TEXT EXCERPT START

In 1530, the Maltese Islands were granted to the Knights Hospitaller by Emperor Charles V (who was also King of Sicily). Shortly after the Hospitallers' arrival on the islands, a ceremony took place in which Grand Master Philippe Villiers de L'Isle-Adam took possession (possesso) of the medieval capital city of Mdina. This took place on 13 November 1530, and it later became a tradition to organise similar ceremonies upon the election of each new Grand Master.

There was some animosity between the Maltese nobility who were based at Mdina and the Hospitallers, since the latter's takeover of Malta decreased the former's power and influence considerably. The Università, which was a municipal council made up of the nobility of Mdina, organised the possesso ceremony in an attempt to develop better relations with the Hospitallers whilst also showing their own capabilities.

TEXT EXCERPT END
DATA LISTING START

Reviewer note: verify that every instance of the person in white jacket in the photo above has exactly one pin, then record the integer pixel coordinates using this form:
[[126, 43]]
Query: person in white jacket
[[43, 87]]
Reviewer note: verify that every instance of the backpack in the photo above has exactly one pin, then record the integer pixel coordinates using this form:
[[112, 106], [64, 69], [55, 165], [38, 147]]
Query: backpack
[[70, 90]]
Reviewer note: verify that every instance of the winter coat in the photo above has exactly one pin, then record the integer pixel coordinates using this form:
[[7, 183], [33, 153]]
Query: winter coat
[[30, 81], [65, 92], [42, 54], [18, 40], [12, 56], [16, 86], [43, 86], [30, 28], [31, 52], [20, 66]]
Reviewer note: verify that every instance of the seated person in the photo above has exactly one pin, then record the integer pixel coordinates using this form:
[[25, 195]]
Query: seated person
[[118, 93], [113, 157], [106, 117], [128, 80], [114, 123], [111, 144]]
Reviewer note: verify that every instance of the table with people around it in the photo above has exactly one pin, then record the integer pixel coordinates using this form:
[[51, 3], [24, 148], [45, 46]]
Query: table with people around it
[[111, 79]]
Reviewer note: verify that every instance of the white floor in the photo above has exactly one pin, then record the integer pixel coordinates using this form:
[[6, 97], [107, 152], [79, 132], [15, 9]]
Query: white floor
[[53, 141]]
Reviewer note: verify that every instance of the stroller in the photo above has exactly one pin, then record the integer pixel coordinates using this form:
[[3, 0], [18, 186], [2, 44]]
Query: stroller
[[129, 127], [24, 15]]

DATA LISTING END

**WHAT TO DO**
Please extend the passage on the Hospitallers' possesso ceremony at Mdina, picking up after its last sentence. The data plays no part in this.

**ANSWER AREA**
The event included a procession which began at St Augustine's Friary in Rabat and ended at the cathedral of Mdina. The focal point of the ceremony was the granting of the keys of the city to the Grand Master. The Universitàs act of giving these keys as a gift to the Grand Master was meant to create an obligation for the latter to protect Mdina and the Maltese population. Through accepting the keys, the Grand Master acknowledged the nobility's authority and allegiance.

The 1530 ceremony is known through primary sources such as records from the Università and secondary sources such as Giacomo Bosio's history of the Hospitallers written in 1589. The latter is a detailed account which was probably based on notes from earlier chroniclers, but it likely contains some pro-Hospitaller bias.

==Description==
The painting depicts the moment when the ceremonial keys of Mdina were being handed over to the Grand Master. L'Isle-Adam is the central figure of the composition, wearing a black garment which prominently displays the Maltese cross. He is shown standing outside the gate of the city, and some of the fortifications are visible in the background. One of the figures standing behind L'Isle-Adam is holding a ceremonial sword, which is an anachronism since it depicts an 18th century weapon rather than one from the 16th century. A red baldachin decorated with the coats of arms of the Order and of L'Isle-Adam is being held over the central figures.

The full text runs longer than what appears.